Data items:
==============================

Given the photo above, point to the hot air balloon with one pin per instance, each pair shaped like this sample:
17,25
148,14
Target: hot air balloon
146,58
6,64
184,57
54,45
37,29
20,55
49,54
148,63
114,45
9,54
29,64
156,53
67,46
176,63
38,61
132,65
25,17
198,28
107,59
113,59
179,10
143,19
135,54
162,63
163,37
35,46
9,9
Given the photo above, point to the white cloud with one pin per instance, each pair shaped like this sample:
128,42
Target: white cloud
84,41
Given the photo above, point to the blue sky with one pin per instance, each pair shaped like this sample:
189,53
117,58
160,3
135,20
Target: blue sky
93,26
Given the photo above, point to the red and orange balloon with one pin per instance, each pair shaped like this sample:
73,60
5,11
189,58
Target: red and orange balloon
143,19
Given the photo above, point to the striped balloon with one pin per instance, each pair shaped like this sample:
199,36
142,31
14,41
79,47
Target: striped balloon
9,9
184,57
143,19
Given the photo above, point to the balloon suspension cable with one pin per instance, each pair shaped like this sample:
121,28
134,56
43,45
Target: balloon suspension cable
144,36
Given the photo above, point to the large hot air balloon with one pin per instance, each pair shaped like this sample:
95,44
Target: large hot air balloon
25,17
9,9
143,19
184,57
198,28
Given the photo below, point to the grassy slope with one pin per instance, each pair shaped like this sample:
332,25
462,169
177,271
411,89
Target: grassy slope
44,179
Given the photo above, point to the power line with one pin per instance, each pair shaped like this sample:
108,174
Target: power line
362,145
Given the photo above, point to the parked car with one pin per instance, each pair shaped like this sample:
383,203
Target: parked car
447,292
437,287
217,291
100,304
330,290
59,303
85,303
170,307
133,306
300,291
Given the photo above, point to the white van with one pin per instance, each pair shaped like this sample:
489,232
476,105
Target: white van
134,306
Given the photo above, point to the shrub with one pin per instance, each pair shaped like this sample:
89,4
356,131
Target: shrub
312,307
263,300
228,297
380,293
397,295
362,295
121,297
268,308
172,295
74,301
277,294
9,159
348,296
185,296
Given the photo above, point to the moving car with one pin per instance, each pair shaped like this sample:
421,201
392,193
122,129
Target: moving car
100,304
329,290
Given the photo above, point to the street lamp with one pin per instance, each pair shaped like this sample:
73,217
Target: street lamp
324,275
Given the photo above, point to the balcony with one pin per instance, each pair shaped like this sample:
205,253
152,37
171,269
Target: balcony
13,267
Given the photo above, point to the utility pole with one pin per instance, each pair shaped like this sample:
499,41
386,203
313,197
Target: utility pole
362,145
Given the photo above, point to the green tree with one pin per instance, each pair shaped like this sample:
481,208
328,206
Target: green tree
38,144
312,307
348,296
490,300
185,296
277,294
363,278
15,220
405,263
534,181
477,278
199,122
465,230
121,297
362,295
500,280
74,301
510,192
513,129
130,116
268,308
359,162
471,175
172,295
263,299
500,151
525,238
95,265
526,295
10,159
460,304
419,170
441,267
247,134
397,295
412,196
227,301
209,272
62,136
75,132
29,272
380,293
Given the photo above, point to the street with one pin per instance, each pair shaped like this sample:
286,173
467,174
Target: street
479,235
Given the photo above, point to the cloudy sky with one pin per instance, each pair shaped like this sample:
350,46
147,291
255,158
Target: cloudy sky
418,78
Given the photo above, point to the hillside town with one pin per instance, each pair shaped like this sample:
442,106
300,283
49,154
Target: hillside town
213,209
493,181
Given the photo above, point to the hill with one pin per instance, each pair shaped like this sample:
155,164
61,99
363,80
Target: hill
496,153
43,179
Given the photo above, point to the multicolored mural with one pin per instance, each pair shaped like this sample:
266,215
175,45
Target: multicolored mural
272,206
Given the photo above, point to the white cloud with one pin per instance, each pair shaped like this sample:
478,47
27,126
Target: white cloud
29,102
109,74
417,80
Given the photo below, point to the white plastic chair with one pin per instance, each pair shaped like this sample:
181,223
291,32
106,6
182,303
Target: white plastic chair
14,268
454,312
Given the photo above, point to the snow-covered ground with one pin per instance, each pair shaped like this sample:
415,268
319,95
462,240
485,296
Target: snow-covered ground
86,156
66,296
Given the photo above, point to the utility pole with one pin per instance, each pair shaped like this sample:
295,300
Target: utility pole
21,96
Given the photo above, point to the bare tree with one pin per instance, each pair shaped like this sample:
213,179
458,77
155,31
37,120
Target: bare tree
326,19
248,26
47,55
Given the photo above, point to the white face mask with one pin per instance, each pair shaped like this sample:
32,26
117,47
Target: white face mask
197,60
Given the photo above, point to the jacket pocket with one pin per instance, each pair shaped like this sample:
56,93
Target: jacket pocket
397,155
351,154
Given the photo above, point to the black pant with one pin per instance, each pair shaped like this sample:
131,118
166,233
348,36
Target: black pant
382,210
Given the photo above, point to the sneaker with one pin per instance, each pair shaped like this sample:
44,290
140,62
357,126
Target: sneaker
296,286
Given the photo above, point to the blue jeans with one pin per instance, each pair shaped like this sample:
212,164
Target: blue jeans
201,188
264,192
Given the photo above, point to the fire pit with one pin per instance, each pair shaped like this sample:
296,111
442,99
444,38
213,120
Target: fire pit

==============================

What is required
Could you quote the material above in full, exactly as it stands?

Result of this task
Given the photo above, point to the hot air balloon with one pin per instance, each pair shaped like this sample:
17,25
148,14
Target: hot air balloon
146,58
6,64
184,57
54,45
37,29
20,55
49,54
148,63
114,45
9,54
29,64
156,53
67,46
176,63
38,61
132,65
25,17
198,28
107,59
113,59
179,10
143,19
135,54
162,63
163,37
35,46
9,9
Given the photo above, point to the white cloud with one pin per instance, each pair shaped like this sample:
128,42
Target: white cloud
84,41
Given the photo above, point to the blue sky with one pin per instance, each pair shaped like this sample:
189,53
117,58
160,3
135,20
Target: blue sky
93,26
Given the photo above, point to the red and orange balloon with one pin per instance, each pair shaped like this sample:
73,60
5,11
189,58
Target: red and orange balloon
143,19
Given the photo above, point to the striped balloon with one pin per instance, each pair shaped like this sample:
199,36
142,31
14,41
79,47
Target: striped balloon
9,9
184,57
143,19
Given the photo above, point to the balloon suspension cable with one pin per instance, each pair shaped like this sample:
121,28
134,56
43,45
Target: balloon suspension cable
144,36
Given the photo above, point to the large hot air balloon with one pin per instance, each pair shaped like this sample:
95,44
Target: large hot air balloon
25,17
9,9
143,19
184,57
198,28
Given the photo below, point to the grassy slope with one pin per instance, each pair shaped like this sample:
332,25
462,169
177,271
411,89
Target: grassy slope
44,179
Given the photo above, point to the power line with one pin per instance, each pair shaped like this sample:
108,174
Target: power line
362,145
Given the photo above, point to the parked car with one pin per instance, each pair shaped like this sample:
383,203
Target: parked car
447,292
437,287
217,291
100,304
330,290
59,303
85,303
170,307
133,306
300,291
Given the photo above, point to the white van with one pin per instance, each pair shaped like this sample:
489,232
476,105
Target: white van
134,306
Given the photo above, point to the shrub with one pin per instance, each pair shaped like this sample:
89,4
356,131
Target: shrub
312,307
263,300
228,297
380,293
397,295
362,295
121,297
268,308
172,295
74,301
277,294
9,159
348,296
185,296
Given the photo above, point to the moving car with one pin per instance, each pair shaped like this sample:
421,201
392,193
122,129
Target: moving car
100,304
329,290
Given the photo above, point to the street lamp with one pin per instance, each pair shaped like this sample:
73,217
Target: street lamp
324,275
Given the photo above, point to the balcony with one pin per instance, each pair shaped like this sample:
205,253
152,37
171,269
Target: balcony
13,267
Given the photo above, point to the utility pole with one pin per instance, each pair shaped like this sample:
499,41
386,203
313,197
Target: utility pole
362,145
Given the photo above, point to the green tree with one pin per instance, each pair shaped like this sample:
481,208
328,206
Target: green tree
38,144
312,307
348,296
490,300
185,296
277,294
363,278
15,220
405,263
534,181
477,278
199,122
465,230
121,297
362,295
500,280
74,301
510,192
513,129
130,116
268,308
359,162
471,175
172,295
263,299
500,151
525,238
95,265
526,295
10,159
460,304
419,170
441,267
247,134
397,295
412,196
227,301
209,272
62,136
75,132
29,272
380,293
Given the photo above, point to the street with one pin per instance, each pair shaped like this sample:
286,173
467,174
Target: street
479,235
Given the photo above, point to the cloudy sky with one pin per instance, each pair shaped like this sample:
350,46
147,291
255,158
Target: cloudy sky
418,78
Given the photo above, point to the hillside town with one pin per instance, each pair shaped like this sample:
442,106
300,283
49,154
Target: hillside town
213,209
493,181
Given the photo above, point to the hill with one pin per instance, each pair shaped like this sample:
155,164
61,99
363,80
Target: hill
496,153
43,179
Given the photo above, point to the multicolored mural with one pin per instance, each pair shaped like this sample:
266,215
175,45
Target: multicolored mural
272,206
Given the photo above, point to the white cloud with one pin per instance, each pair shaped like this sample:
478,47
27,126
Target: white cloud
29,102
109,74
417,80
Given the photo below, point to the white plastic chair with one pin per instance, each pair shaped like this sample:
181,223
291,32
106,6
182,303
Target: white plastic chair
14,268
454,312
Given the photo above, point to the snow-covered ground with one pin per instance, each pair shaped like this sample:
415,268
319,95
462,240
485,296
Target: snow-covered ground
86,156
66,296
Given the photo above, point to the utility pole with one pin per instance, each pair shaped like this sample:
295,300
Target: utility pole
21,96
Given the photo above, point to the bare tree with one pin per instance, each pair shaped like this sample:
213,179
458,77
155,31
37,120
Target: bare tree
326,19
248,26
47,55
Given the photo above, point to the white face mask with one pin per instance, each pair shaped like this sample:
32,26
117,47
Target: white face mask
197,60
Given the photo above, point to the jacket pocket with one pin per instance, each pair shaped like this sample:
56,93
Target: jacket pocket
397,155
351,154
Given the photo above, point to the black pant with one pin per instance, each pair shaped like this sample:
131,118
166,233
348,36
Target: black pant
382,210
Given the photo above, point to the sneaker with one pin per instance, each pair shaped like this sample:
44,290
140,62
357,126
Target: sneaker
296,286
Given the photo above, point to the blue jeans with one pin per instance, each pair shaped like this sample:
212,164
Target: blue jeans
201,188
264,192
Given the photo above, point to the fire pit with one pin per instance, each pair shaped like this sample:
296,111
442,99
444,38
213,120
Target: fire pit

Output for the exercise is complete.